PROVIDED PASSAGE:

Image source: Getty Images.
Having been founded in 2013, it's amazing that Nu has gotten to such a high market cap in a relatively short period of time. One of the main reasons why is because it operates in Latin America, a developing part of the world ripe for a financial services provider to target. Even today, Latin America has a high unbanked and underbanked population.
At the same time, Nu benefited from ongoing smartphone adoption and wider internet coverage. This provides a solid foundation for the company to lean on and thrive.
Nu's growth trajectory speaks for itself. After adding 4.3 million net new customers in Q3 (ended Sept. 30), the business now has 127 million customers in total. That figure is up 15% year over year. With a comprehensive suite of financial services offerings, Nu is a compelling choice for people looking to access banking products offered with a superior user experience.
In the past year, revenue has climbed 42%. And the analyst community's consensus view is that the top line will grow 69% between 2025 and 2027.
Brazil, which has a population of 213 million people (the largest in Latin America), is Nu's home market. More than 60% of the country's adults are Nu's customers. The business is in the early innings in its newer markets of Mexico and Colombia, but it's quickly seeing adoption.
One of the hallmarks of a high-quality business is the presence of an economic moat. In the banking sector, industry leaders like JPMorgan Chase and Bank of America possess cost advantages and switching costs. These are durable competitive strengths that Nu is likely developing.
When it comes to a cost advantage, Nu's all-digital model lends itself to scalability. This is clear by looking at Nu's profits, with the net profit margin coming in at 18.8% in Q3, up from 0.6% in the same period of 2022. Nu's incredible unit economics, comparing average revenue per customer to the cost to serve each customer, indicates a cost advantage is present.

YOUR TASKS:
1) Decide whether each statement agrees with the Nu excerpt, answering yes or no and quoting the words that decide it: (a) Nu was founded in 2013. (b) Nu's total customer count rose 42% year over year. (c) Mexico is Nu's home market.
2) According to the Nu excerpt, what was Nu's net profit margin in Q3?
3) Please list every country the Nu excerpt names.
Answer from the Nu excerpt alone.

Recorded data

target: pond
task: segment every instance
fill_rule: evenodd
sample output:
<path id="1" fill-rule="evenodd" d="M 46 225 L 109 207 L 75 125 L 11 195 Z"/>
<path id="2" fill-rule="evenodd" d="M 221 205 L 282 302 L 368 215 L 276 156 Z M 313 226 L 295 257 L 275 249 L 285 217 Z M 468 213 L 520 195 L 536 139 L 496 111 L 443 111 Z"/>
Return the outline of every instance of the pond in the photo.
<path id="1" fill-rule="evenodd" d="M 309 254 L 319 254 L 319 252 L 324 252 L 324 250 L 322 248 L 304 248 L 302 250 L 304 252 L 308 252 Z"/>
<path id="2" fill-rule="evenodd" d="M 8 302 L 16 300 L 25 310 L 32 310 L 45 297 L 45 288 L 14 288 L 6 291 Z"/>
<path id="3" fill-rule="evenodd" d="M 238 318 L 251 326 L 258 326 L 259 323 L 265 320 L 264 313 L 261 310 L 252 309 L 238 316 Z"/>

FULL ANSWERS:
1)
(a) Yes: "Having been founded in 2013"
(b) No: "That figure is up 15% year over year."
(c) No: "Brazil, which has a population of 213 million people (the largest in Latin America), is Nu's home market."

2) 18.8%, up from 0.6% in the same period of 2022.

3) Brazil, Mexico, Colombia